## Data records
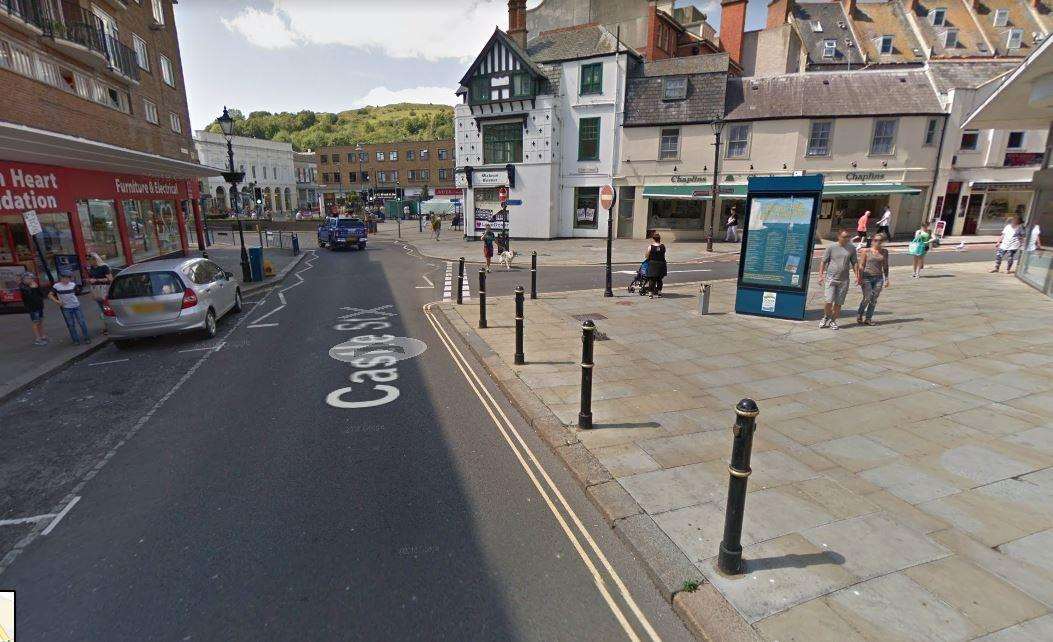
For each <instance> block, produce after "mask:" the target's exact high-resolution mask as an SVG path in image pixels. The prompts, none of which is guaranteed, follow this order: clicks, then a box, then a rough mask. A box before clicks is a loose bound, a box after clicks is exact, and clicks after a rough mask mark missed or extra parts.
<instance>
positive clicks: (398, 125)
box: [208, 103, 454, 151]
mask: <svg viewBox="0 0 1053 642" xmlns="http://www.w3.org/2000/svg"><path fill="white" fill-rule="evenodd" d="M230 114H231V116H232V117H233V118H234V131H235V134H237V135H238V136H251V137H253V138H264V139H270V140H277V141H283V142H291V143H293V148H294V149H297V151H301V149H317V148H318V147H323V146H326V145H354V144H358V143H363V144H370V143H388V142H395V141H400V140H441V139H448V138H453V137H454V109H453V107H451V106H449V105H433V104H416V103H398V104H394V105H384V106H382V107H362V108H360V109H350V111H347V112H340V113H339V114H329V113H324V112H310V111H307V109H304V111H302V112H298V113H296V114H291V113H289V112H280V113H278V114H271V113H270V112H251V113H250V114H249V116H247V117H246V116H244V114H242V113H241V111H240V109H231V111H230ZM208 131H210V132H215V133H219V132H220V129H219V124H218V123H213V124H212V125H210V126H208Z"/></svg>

## About this exercise
What you give back should be the full material above, retyped exactly, with every image removed.

## The answer
For each <instance> block, produce after "mask:" the target's exact high-resolution mask as an SVG path in image pixels. The prompts, none of which is guaranteed, follow this order: clicks, then a box, then a rough mask. A box before clicks is a loose bound, a box after clicks is exact, and clicks after a rough mask mark missed or extra parts.
<instance>
positive clicks: (398, 125)
box: [208, 103, 454, 151]
mask: <svg viewBox="0 0 1053 642" xmlns="http://www.w3.org/2000/svg"><path fill="white" fill-rule="evenodd" d="M230 114H231V116H232V117H233V118H234V131H235V134H237V135H238V136H251V137H253V138H264V139H270V140H277V141H283V142H291V143H293V148H294V149H297V151H301V149H317V148H318V147H323V146H326V145H354V144H358V143H363V144H370V143H388V142H395V141H400V140H441V139H448V138H453V137H454V109H453V107H451V106H449V105H433V104H416V103H398V104H394V105H384V106H382V107H362V108H360V109H350V111H347V112H340V113H339V114H329V113H324V112H310V111H307V109H304V111H302V112H298V113H296V114H291V113H289V112H280V113H278V114H271V113H270V112H251V113H250V114H249V116H247V117H246V116H244V114H242V113H241V111H240V109H231V111H230ZM208 131H210V132H215V133H219V132H220V129H219V124H218V123H213V124H212V125H210V126H208Z"/></svg>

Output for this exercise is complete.